Write out the records below exactly as they appear, skipping each picture.

[Photo-based referring expression data]
= Beginning of Section =

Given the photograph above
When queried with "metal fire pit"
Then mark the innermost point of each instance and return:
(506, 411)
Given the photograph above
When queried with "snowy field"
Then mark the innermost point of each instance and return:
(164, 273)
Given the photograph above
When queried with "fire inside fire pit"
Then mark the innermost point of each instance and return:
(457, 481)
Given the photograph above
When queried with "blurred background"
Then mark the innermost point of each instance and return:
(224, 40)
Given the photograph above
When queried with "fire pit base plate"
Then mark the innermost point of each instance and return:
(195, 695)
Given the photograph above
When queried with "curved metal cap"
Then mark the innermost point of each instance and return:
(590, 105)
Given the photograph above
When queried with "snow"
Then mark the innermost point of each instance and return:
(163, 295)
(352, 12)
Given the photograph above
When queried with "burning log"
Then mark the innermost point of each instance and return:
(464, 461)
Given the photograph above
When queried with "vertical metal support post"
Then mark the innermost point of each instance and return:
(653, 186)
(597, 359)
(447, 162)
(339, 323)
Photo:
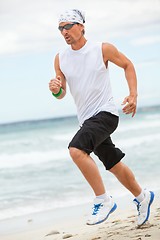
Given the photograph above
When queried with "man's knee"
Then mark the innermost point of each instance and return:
(76, 153)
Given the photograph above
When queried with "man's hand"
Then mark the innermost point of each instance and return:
(55, 85)
(130, 103)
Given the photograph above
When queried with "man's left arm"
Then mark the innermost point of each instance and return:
(110, 53)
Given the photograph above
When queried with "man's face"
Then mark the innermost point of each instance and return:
(71, 32)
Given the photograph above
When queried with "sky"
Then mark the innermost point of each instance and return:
(29, 41)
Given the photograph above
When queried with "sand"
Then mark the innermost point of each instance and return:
(70, 224)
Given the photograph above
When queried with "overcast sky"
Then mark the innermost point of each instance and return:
(29, 40)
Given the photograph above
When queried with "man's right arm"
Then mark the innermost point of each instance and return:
(59, 82)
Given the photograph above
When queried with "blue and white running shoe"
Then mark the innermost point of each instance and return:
(101, 211)
(143, 207)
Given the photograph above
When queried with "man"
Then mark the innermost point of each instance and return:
(84, 66)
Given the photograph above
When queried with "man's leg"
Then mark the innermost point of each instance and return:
(126, 177)
(102, 207)
(89, 170)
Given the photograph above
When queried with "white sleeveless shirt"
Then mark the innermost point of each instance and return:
(88, 80)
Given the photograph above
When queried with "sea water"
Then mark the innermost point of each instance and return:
(37, 173)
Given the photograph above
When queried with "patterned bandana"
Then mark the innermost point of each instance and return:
(73, 15)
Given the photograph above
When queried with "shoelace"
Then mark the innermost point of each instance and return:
(96, 208)
(138, 207)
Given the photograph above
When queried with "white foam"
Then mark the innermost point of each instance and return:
(31, 158)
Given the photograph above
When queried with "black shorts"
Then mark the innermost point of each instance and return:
(94, 136)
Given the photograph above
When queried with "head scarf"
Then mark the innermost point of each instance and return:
(73, 15)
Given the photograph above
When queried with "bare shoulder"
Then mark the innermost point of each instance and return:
(108, 50)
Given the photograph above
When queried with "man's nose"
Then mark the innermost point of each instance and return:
(64, 31)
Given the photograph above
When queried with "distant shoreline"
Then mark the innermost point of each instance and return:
(59, 118)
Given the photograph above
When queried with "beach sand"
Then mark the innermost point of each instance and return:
(70, 224)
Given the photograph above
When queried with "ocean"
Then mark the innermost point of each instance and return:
(37, 173)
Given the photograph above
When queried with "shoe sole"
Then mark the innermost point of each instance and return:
(148, 212)
(112, 210)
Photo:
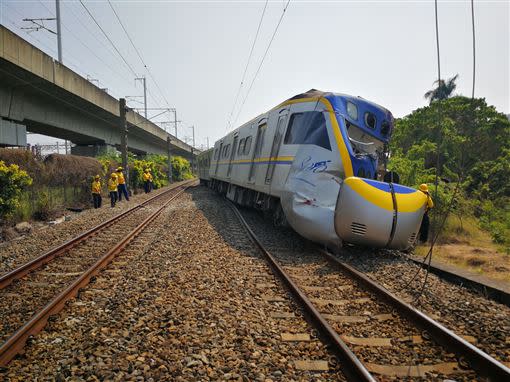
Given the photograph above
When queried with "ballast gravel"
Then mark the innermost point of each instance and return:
(188, 301)
(25, 248)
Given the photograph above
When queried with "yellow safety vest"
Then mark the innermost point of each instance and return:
(120, 178)
(96, 187)
(112, 184)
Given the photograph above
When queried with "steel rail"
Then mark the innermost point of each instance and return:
(16, 342)
(352, 367)
(480, 361)
(49, 255)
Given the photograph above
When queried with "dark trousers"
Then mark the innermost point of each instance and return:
(113, 197)
(122, 190)
(97, 200)
(424, 228)
(147, 185)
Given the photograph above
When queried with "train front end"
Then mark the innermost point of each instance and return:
(370, 212)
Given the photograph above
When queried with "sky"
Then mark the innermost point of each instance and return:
(197, 51)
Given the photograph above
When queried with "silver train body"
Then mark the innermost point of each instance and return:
(313, 161)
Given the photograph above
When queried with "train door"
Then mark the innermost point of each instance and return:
(277, 141)
(259, 141)
(234, 148)
(218, 159)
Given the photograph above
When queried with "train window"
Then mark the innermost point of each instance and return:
(308, 128)
(352, 110)
(370, 120)
(247, 145)
(240, 150)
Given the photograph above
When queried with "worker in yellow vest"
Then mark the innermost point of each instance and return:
(121, 187)
(112, 189)
(147, 180)
(96, 191)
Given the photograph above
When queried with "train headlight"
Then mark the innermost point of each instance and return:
(370, 120)
(352, 110)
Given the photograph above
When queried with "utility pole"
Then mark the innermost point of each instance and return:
(59, 32)
(175, 121)
(193, 128)
(144, 93)
(123, 136)
(168, 141)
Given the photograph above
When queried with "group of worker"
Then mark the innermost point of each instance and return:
(117, 187)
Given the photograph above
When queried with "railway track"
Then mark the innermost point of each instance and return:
(375, 335)
(40, 288)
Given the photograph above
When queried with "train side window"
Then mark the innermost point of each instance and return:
(308, 128)
(247, 145)
(240, 150)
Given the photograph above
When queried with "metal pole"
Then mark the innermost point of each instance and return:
(123, 136)
(59, 32)
(175, 122)
(142, 78)
(168, 141)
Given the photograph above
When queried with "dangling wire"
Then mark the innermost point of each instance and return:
(474, 46)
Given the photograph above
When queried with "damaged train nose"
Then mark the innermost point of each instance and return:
(378, 214)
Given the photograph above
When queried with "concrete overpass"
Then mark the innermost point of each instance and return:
(48, 98)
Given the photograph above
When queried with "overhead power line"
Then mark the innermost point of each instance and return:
(246, 67)
(108, 38)
(138, 53)
(262, 61)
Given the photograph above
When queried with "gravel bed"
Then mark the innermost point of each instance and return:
(25, 248)
(308, 269)
(24, 297)
(185, 302)
(459, 309)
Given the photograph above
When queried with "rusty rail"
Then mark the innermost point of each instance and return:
(480, 361)
(352, 366)
(49, 255)
(17, 341)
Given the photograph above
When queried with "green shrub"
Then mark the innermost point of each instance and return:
(12, 183)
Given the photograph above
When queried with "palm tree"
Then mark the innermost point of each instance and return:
(443, 90)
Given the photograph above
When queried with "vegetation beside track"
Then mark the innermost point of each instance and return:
(474, 165)
(34, 187)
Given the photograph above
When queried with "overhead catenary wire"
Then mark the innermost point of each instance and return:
(262, 61)
(104, 62)
(108, 38)
(246, 67)
(138, 53)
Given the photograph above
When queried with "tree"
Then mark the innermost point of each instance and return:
(443, 90)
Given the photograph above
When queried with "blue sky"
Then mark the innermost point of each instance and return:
(383, 51)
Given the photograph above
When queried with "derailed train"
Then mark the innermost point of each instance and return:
(313, 162)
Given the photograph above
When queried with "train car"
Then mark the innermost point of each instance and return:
(313, 162)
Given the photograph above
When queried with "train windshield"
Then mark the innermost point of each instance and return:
(363, 143)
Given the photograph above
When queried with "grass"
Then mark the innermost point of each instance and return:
(464, 244)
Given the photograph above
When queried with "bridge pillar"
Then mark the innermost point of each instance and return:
(92, 150)
(12, 134)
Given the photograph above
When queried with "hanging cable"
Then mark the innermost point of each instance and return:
(246, 67)
(138, 53)
(474, 50)
(262, 61)
(108, 38)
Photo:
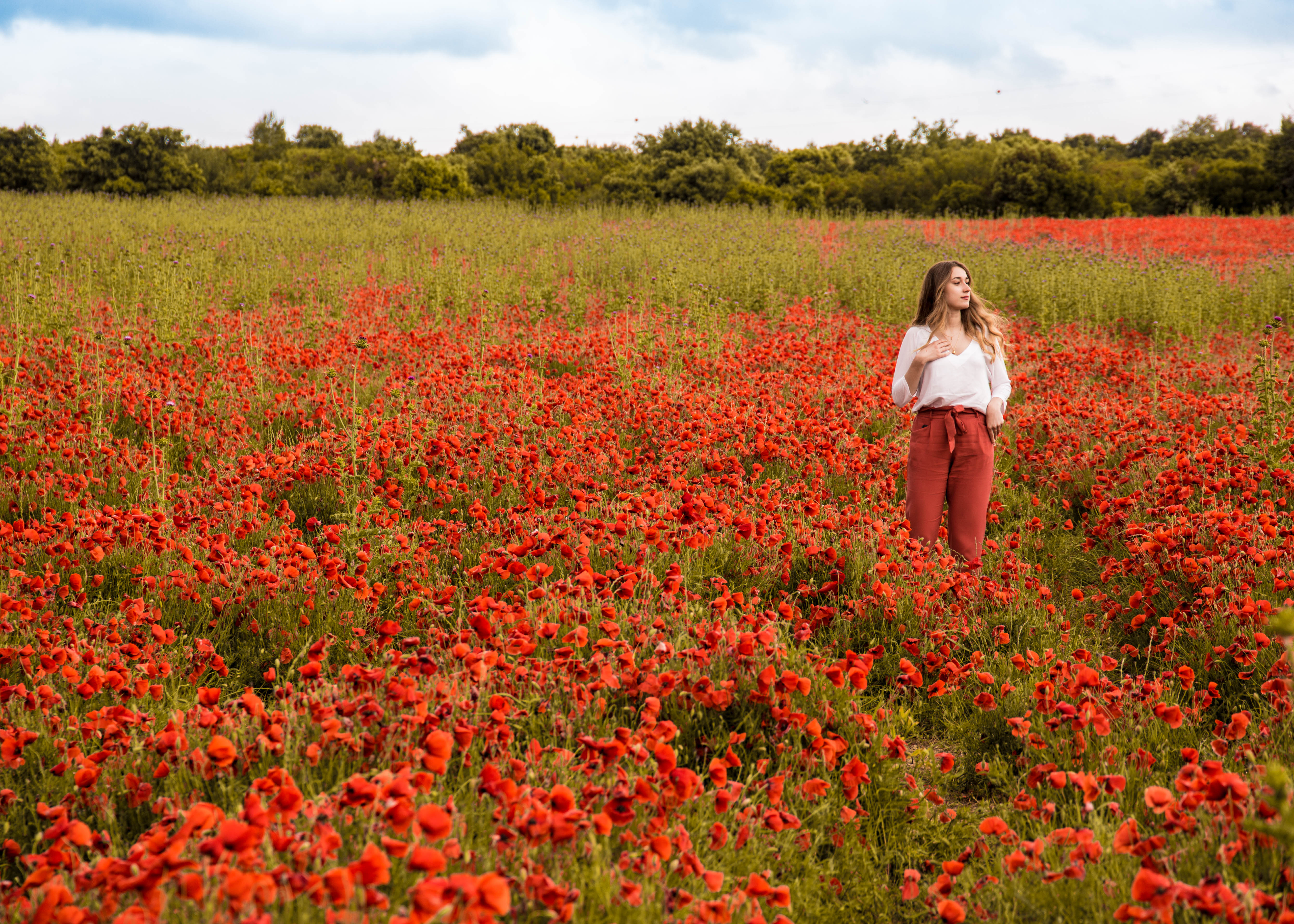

= End of Section =

[Reply to the task]
Given the photograph above
When queried with "metal fire pit"
Then mark the innermost point of each instance and return:
(506, 411)
Given the photograph above
When queried with "snowy field"
Then mark the innermost point of each instance and return:
(164, 273)
Given the photograph above
When queried with "fire inside fire pit"
Then mark the innermost point of each instance and return:
(457, 481)
Given the photograph above
When queried with "blurred background"
Then mark the innermost point of each instance and return:
(224, 40)
Given the photograph above
When queried with "fire pit base plate"
Then mark the innermost point of each instance and return:
(195, 695)
Given the photograph above
When queried with "curved metal cap"
Then mark the innermost point of each instance and return:
(590, 105)
Given the photograph above
When queried with "snow"
Then mark the innermost point of each instance and return:
(163, 295)
(352, 12)
Given the photograph above
When queried with "burning log"
Then mark the innermost point of each instance and return:
(464, 461)
Given the photograph above
When queried with "vertical metal support post"
Then mark the innermost point of each instance and return:
(653, 186)
(597, 359)
(447, 162)
(339, 323)
Photo:
Given the photograph above
When queried with "man's knee"
Then mark the innermost point of each instance and return:
(76, 153)
Given the photograph above
When queried with "man's hand"
Then mark the innermost point of each instance and return:
(55, 85)
(130, 103)
Given the photograph above
When queried with "man's left arm"
Then mark the innermost point of each instance and return:
(110, 53)
Given the photograph above
When queried with "man's face"
Then mark the innermost point of each instance and return:
(71, 32)
Given the photograph above
When queried with "sky"
Then mark the innermost point of each instance and return:
(29, 41)
Given the photograph above
When queried with "sand"
Then mark the innermost point of each instance and return:
(70, 224)
Given the photograph above
When queried with "overcast sky"
Then mark the innermost point of each instance and return:
(29, 40)
Given the photograph above
When queried with "man's right arm"
Then mark the innermost point of each instance and return:
(59, 82)
Given the photograph above
When queried with "blue and white running shoe"
Then mark the innermost point of each instance and return:
(101, 211)
(143, 207)
Given the photograph above
When queried with "man"
Then mark the innermost point of each instance and return:
(84, 66)
Given the photograph above
When queried with "man's leg"
Then mark the innermost point of each instance and return:
(126, 177)
(102, 207)
(89, 170)
Given the photograph above
When queried with "white sleeveless shirt"
Then mark the innermost point of each instance and return:
(88, 80)
Given the photograph above
When queried with "sea water"
Then mark the innermost point of each instance and return:
(37, 173)
Given the photograph above
When queried with "patterned bandana"
Then mark the innermost point of each instance and return:
(73, 15)
Given the photograph above
When queried with "shoelace"
Then mark the innermost point of each instance and return:
(96, 208)
(138, 207)
Given the photograph above
When queried with "white foam"
Then mark the innermost point of each instance and return:
(31, 158)
Given the photograph above
When queried with "black shorts"
Then mark the innermost point of each instance and return:
(94, 136)
Given the photograph above
When queried with "head scarf"
Then mark the innermost point of each instance and return:
(73, 15)
Given the photograph above
When queried with "bare shoulder"
Then mark the innermost point of each instance and return:
(108, 50)
Given the photograph above
When queried with "man's nose"
Then mark the innermost point of each instance and return:
(64, 31)
Given the photograph above
When queried with "distant shoreline"
Then mark the innermost point of each instance and return:
(59, 118)
Given the photograph above
When queried with "beach sand"
Then mark the innermost point of each instance and return:
(70, 224)
Given the photograph above
When queried with "ocean"
Then mark the innermost point of each instance and return:
(37, 173)
Given the photograph above
When queried with "shoe sole"
Then mark the innermost point of each instance and return:
(148, 212)
(112, 210)
Photo:
Given the photograph above
When queried with "ballast gravel"
Then mark the innermost point of each instance and return:
(188, 301)
(25, 248)
Given the photograph above
When queried with "yellow safety vest"
Then mark the innermost point of each instance and return:
(120, 178)
(96, 187)
(112, 184)
Given the photograph above
When queried with "steel rail"
Then mark the innermost point of each instance and return:
(16, 342)
(352, 367)
(480, 361)
(49, 255)
Given the photograph above
When queried with "dark trousers"
Then mark the innermost point of each instance and return:
(113, 197)
(122, 190)
(97, 200)
(424, 228)
(147, 185)
Given the photograph above
When queried with "train front end"
Then mark the innermost point of each instance and return:
(370, 212)
Given the photograph above
When queried with "sky"
Then mark the innermost point of each instance and return:
(197, 51)
Given the photograph above
When queried with "silver train body"
Then mark the innermost point of each instance and return:
(313, 161)
Given the photograph above
When queried with "train door"
Then mark the innermost point of each instance and return:
(277, 141)
(259, 141)
(234, 148)
(218, 159)
Given the photograph above
When queried with "train window"
Then mark the innermost point of each instance and return:
(308, 128)
(352, 110)
(370, 120)
(247, 145)
(240, 150)
Given the photograph above
When queried with "worker in yellow vest"
Then mark the innermost point of each instance and return:
(121, 187)
(112, 189)
(147, 180)
(96, 191)
Given the photograph above
When queried with "train headlight"
Then mark the innermost point of each instance and return:
(370, 120)
(352, 110)
Given the photograph above
When queried with "utility pole"
Then mark the innermost point of each instance and return:
(59, 32)
(175, 121)
(193, 128)
(144, 93)
(123, 136)
(168, 141)
Given the photograph above
When queried with "group of worker"
Then mark the innermost point of each instance and return:
(117, 187)
Given the photograph above
When queried with "railway track"
Then mark the innermost point of each instance and return:
(375, 335)
(40, 288)
Given the photograph above
When queried with "train side window"
Then mark the innermost point of each instance and return:
(308, 128)
(247, 145)
(240, 150)
Given the photograph above
When queried with "metal pole"
Then mark the innermost point of each instance and return:
(123, 136)
(59, 32)
(175, 122)
(142, 78)
(168, 141)
Given the photograph above
When queried with "dangling wire"
Then mark the innermost point of each instance and return:
(474, 46)
Given the photograph above
When queried with "damaged train nose"
Then mark the innermost point of each instance and return:
(378, 214)
Given the photograph above
When queried with "concrete overpass"
Then mark the innermost point of each instance and return:
(48, 98)
Given the photograph above
When queried with "overhead power line"
Then mark the innermost point of each instance and return:
(246, 67)
(108, 38)
(138, 53)
(262, 61)
Given the photograph above
When queried with "gravel bed"
Then mark the innermost point of each instance and return:
(25, 248)
(308, 269)
(24, 297)
(185, 302)
(459, 309)
Given the photograph above
When queried with "rusty rail"
Then mark the innermost point of each instance and return:
(480, 361)
(352, 366)
(49, 255)
(17, 341)
Given the photograph above
When queried with "green shrub"
Then mark the innermost point of each instance and return:
(12, 183)
Given the photograph above
When queried with "palm tree"
Then mark the innermost point of each instance and return:
(443, 90)
Given the photograph above
When queried with "vegetation beside track"
Then mark the innermost point of each instance and return:
(474, 165)
(34, 187)
Given the photograph above
When queried with "overhead catenary wire"
Then mark the innermost point of each instance and return:
(262, 61)
(104, 62)
(108, 38)
(246, 67)
(138, 53)
Given the photograph above
When queried with "tree"
Then mark the innermost point of each instance and return:
(443, 90)
Given the photograph above
When queried with "blue sky"
Then mark the innermost point of each instance and return:
(383, 51)
Given the photograph above
When queried with "derailed train"
Then mark the innermost point of each instance and return:
(313, 162)
Given the photograph above
When queried with "train car"
Then mark the innermost point of each instance and return:
(313, 162)
Given the photograph above
When queried with "train windshield"
Then mark the innermost point of each instance and return:
(363, 143)
Given the photograph above
When queried with "grass"
Then mark the innermost point of each instance and return:
(464, 244)
Given the photograph above
When queried with "bridge pillar"
Then mark the innermost point of each instance and return:
(92, 150)
(12, 134)
Given the photograph above
When queried with "hanging cable"
Then mark the innermost point of each instance and return:
(246, 67)
(138, 53)
(474, 50)
(262, 61)
(108, 38)
Photo:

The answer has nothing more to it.